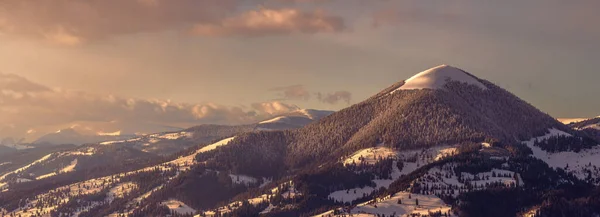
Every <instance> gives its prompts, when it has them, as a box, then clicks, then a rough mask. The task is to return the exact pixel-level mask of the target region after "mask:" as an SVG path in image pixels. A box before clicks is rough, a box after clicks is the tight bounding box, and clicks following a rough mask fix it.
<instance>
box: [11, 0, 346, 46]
mask: <svg viewBox="0 0 600 217" xmlns="http://www.w3.org/2000/svg"><path fill="white" fill-rule="evenodd" d="M265 2H267V1H260V0H254V1H244V0H201V1H198V0H86V1H79V0H41V1H40V0H3V1H0V34H2V33H4V34H11V35H26V36H31V37H37V38H43V39H46V40H49V41H52V42H55V43H59V44H66V45H78V44H82V43H86V42H89V41H95V40H102V39H106V38H111V37H116V36H121V35H127V34H135V33H143V32H160V31H172V30H175V31H182V32H188V31H191V32H193V33H195V34H196V35H203V36H207V35H208V36H268V35H281V34H293V33H303V34H310V33H317V32H337V31H341V30H343V29H344V28H345V26H344V21H343V19H342V18H341V17H338V16H333V15H328V14H326V13H325V12H323V11H320V10H315V11H308V12H305V11H301V10H299V9H291V8H282V9H280V8H272V9H267V8H259V9H252V10H248V9H247V8H258V7H259V6H260V5H261V4H263V3H265ZM295 2H296V1H281V3H283V5H282V7H285V6H286V5H292V4H295Z"/></svg>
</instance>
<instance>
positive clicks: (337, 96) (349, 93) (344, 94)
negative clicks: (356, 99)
mask: <svg viewBox="0 0 600 217" xmlns="http://www.w3.org/2000/svg"><path fill="white" fill-rule="evenodd" d="M317 98H318V99H319V101H321V102H323V103H328V104H337V103H338V102H340V101H344V102H346V104H350V100H352V93H350V92H348V91H344V90H341V91H336V92H333V93H326V94H323V93H317Z"/></svg>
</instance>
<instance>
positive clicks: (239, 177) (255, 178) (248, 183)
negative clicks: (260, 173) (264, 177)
mask: <svg viewBox="0 0 600 217" xmlns="http://www.w3.org/2000/svg"><path fill="white" fill-rule="evenodd" d="M229 177H231V181H232V182H233V183H235V184H243V185H249V184H254V183H256V182H258V180H257V179H256V178H254V177H250V176H245V175H234V174H229Z"/></svg>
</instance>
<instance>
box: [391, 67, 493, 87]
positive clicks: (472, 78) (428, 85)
mask: <svg viewBox="0 0 600 217" xmlns="http://www.w3.org/2000/svg"><path fill="white" fill-rule="evenodd" d="M449 81H458V82H461V83H466V84H471V85H475V86H477V87H480V88H481V89H484V90H485V89H487V87H486V86H485V85H484V84H482V83H481V82H479V81H478V79H477V78H475V77H474V76H472V75H470V74H469V73H467V72H465V71H463V70H461V69H458V68H455V67H452V66H449V65H440V66H436V67H433V68H431V69H427V70H425V71H423V72H421V73H418V74H416V75H414V76H412V77H411V78H409V79H407V80H406V82H405V83H404V85H402V86H401V87H400V88H399V90H415V89H441V88H443V87H444V85H446V83H448V82H449Z"/></svg>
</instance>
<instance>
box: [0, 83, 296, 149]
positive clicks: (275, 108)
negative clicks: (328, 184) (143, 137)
mask: <svg viewBox="0 0 600 217" xmlns="http://www.w3.org/2000/svg"><path fill="white" fill-rule="evenodd" d="M297 109H299V108H298V107H297V106H295V105H289V104H286V103H283V102H277V101H273V102H264V103H256V104H253V105H252V109H244V108H242V107H239V106H224V105H219V104H215V103H177V102H172V101H170V100H160V99H135V98H126V97H119V96H113V95H98V94H93V93H87V92H81V91H70V90H62V89H52V88H49V87H46V86H43V85H40V84H36V83H34V82H31V81H29V80H27V79H25V78H23V77H20V76H17V75H13V74H0V120H2V121H1V122H0V138H1V137H8V136H14V135H19V136H26V135H28V134H34V133H37V134H43V133H48V131H56V130H58V129H56V128H52V127H57V126H67V125H73V124H74V123H78V124H81V123H86V124H87V125H90V126H88V127H93V126H92V125H96V126H108V125H107V124H106V123H113V124H112V125H111V126H112V127H113V128H112V129H95V130H96V131H98V132H100V131H102V132H114V131H119V130H121V129H122V128H121V127H126V126H129V125H131V124H132V123H136V124H144V123H147V124H152V125H157V126H181V127H187V126H193V125H197V124H207V123H211V124H243V123H254V122H258V121H261V120H264V119H267V118H270V117H272V116H274V115H279V114H283V113H288V112H291V111H295V110H297ZM93 123H96V124H93ZM46 128H49V129H46ZM132 128H133V127H132ZM127 133H135V132H127Z"/></svg>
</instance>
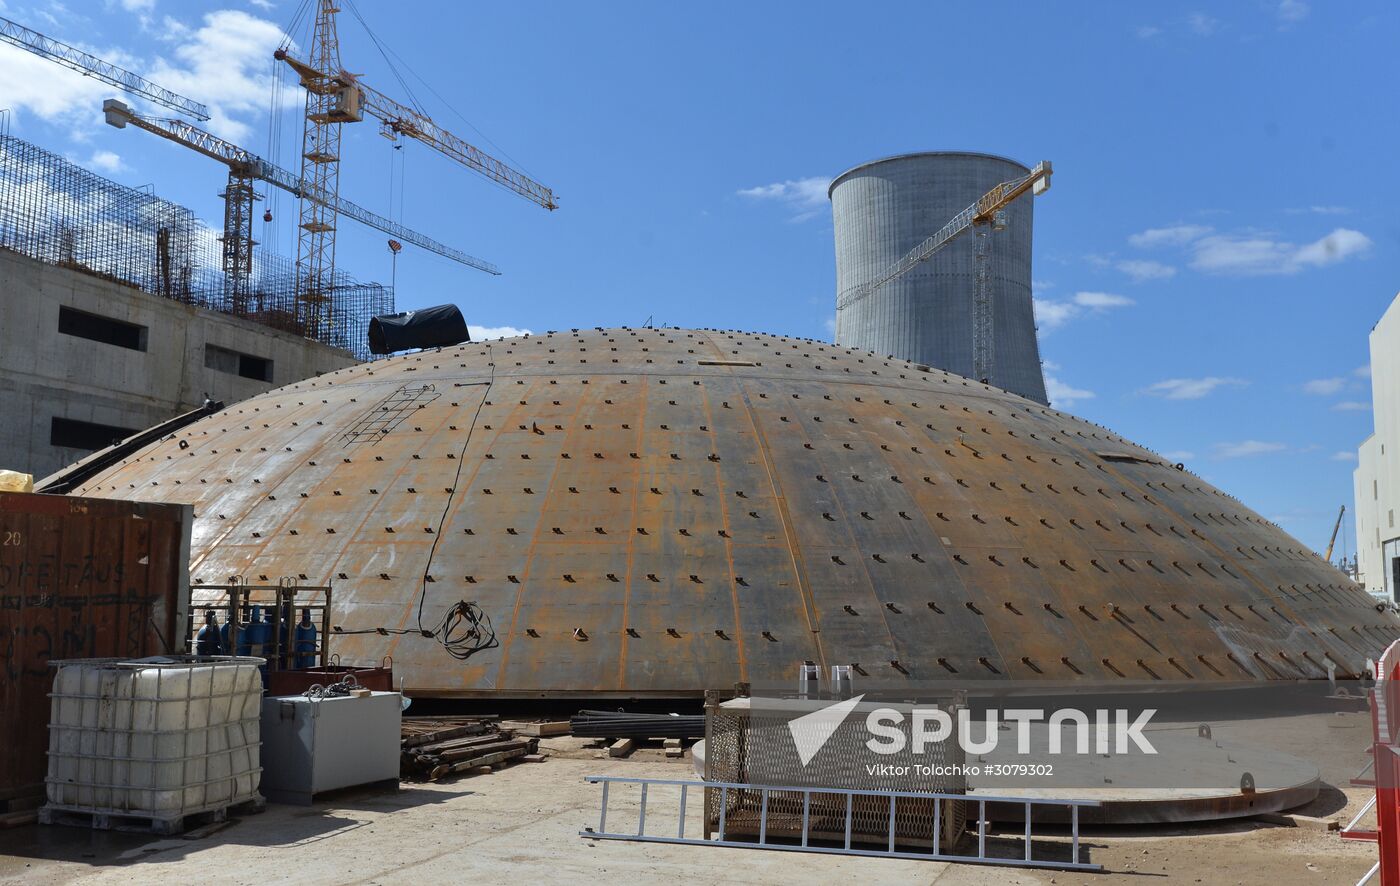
____
Assigned task. Copy all of the lines above word for word, leaving out the pictures.

Reply to the task.
Every <instance> gives its prompts, when it has them, as a box, then clicks, then a rough mask. The task is to return the exact pixel-level mask of the target region after "mask:" as an SVG path in image pixels. A box before clicks is rough, a box after clicks is the tight bounding box, and clicks following a rough mask fix it.
<instance>
box: [11, 0, 346, 46]
mask: <svg viewBox="0 0 600 217" xmlns="http://www.w3.org/2000/svg"><path fill="white" fill-rule="evenodd" d="M265 2H267V1H260V0H254V1H244V0H201V1H198V0H86V1H79V0H41V1H40V0H3V1H0V34H2V33H4V34H11V35H26V36H31V37H37V38H43V39H46V40H49V41H52V42H55V43H59V44H66V45H78V44H82V43H86V42H89V41H95V40H102V39H106V38H111V37H116V36H121V35H127V34H135V33H143V32H160V31H172V30H175V31H182V32H188V31H191V32H193V33H195V34H196V35H203V36H207V35H208V36H268V35H281V34H293V33H303V34H310V33H317V32H337V31H341V30H343V29H344V28H345V26H344V21H343V19H342V18H341V17H338V16H333V15H328V14H326V13H325V12H323V11H320V10H315V11H308V12H305V11H301V10H299V9H291V8H282V9H280V8H272V9H267V8H259V9H252V10H248V9H247V8H258V7H259V6H260V5H261V4H263V3H265ZM295 2H296V1H281V3H283V5H282V7H285V6H286V5H292V4H295Z"/></svg>
</instance>
<instance>
positive clicks: (337, 96) (349, 93) (344, 94)
negative clicks: (356, 99)
mask: <svg viewBox="0 0 600 217" xmlns="http://www.w3.org/2000/svg"><path fill="white" fill-rule="evenodd" d="M317 98H318V99H319V101H321V102H323V103H328V104H337V103H338V102H340V101H344V102H346V104H350V100H352V93H350V92H348V91H344V90H341V91H336V92H333V93H326V94H323V93H317Z"/></svg>
</instance>
<instance>
positive clicks: (239, 177) (255, 178) (248, 183)
negative clicks: (260, 173) (264, 177)
mask: <svg viewBox="0 0 600 217" xmlns="http://www.w3.org/2000/svg"><path fill="white" fill-rule="evenodd" d="M229 177H231V181H232V182H233V183H235V184H243V185H249V184H254V183H256V182H258V180H257V179H256V178H254V177H250V176H245V175H234V174H229Z"/></svg>
</instance>
<instance>
box: [391, 67, 493, 87]
positive clicks: (472, 78) (428, 85)
mask: <svg viewBox="0 0 600 217" xmlns="http://www.w3.org/2000/svg"><path fill="white" fill-rule="evenodd" d="M449 81H458V82H461V83H466V84H471V85H475V86H477V87H480V88H481V89H484V90H485V89H487V87H486V86H485V85H484V84H482V83H481V82H479V81H478V79H477V78H475V77H474V76H472V75H470V74H469V73H467V72H465V71H463V70H461V69H458V68H455V67H452V66H449V65H440V66H436V67H433V68H431V69H427V70H425V71H423V72H421V73H418V74H416V75H414V76H412V77H411V78H409V79H407V80H406V82H405V83H404V85H402V86H401V87H400V88H399V90H415V89H441V88H443V87H444V85H446V83H448V82H449Z"/></svg>
</instance>
<instance>
box: [0, 83, 296, 149]
positive clicks: (275, 108)
negative clicks: (328, 184) (143, 137)
mask: <svg viewBox="0 0 600 217" xmlns="http://www.w3.org/2000/svg"><path fill="white" fill-rule="evenodd" d="M297 109H299V108H298V107H297V106H295V105H289V104H286V103H283V102H277V101H273V102H264V103H256V104H253V105H252V109H244V108H242V107H239V106H224V105H219V104H215V103H177V102H172V101H170V100H160V99H135V98H126V97H119V96H113V95H98V94H93V93H87V92H81V91H70V90H62V89H52V88H49V87H46V86H43V85H40V84H36V83H34V82H31V81H29V80H27V79H25V78H23V77H20V76H17V75H13V74H0V120H2V121H1V122H0V138H1V137H8V136H14V135H19V136H26V135H28V134H34V133H37V134H43V133H48V131H56V130H58V129H56V128H52V127H57V126H67V125H73V124H74V123H78V124H81V123H86V124H87V125H90V126H88V127H93V126H92V125H96V126H108V125H107V124H106V123H113V124H112V125H111V126H112V127H113V128H112V129H95V130H96V131H98V132H100V131H102V132H114V131H119V130H121V129H122V128H121V127H126V126H129V125H131V124H132V123H136V124H144V123H147V124H152V125H157V126H181V127H187V126H193V125H197V124H207V123H211V124H243V123H254V122H258V121H261V120H264V119H267V118H270V117H272V116H274V115H279V114H283V113H288V112H291V111H295V110H297ZM93 123H96V124H93ZM46 128H49V129H46ZM132 128H133V127H132ZM127 133H135V132H127Z"/></svg>
</instance>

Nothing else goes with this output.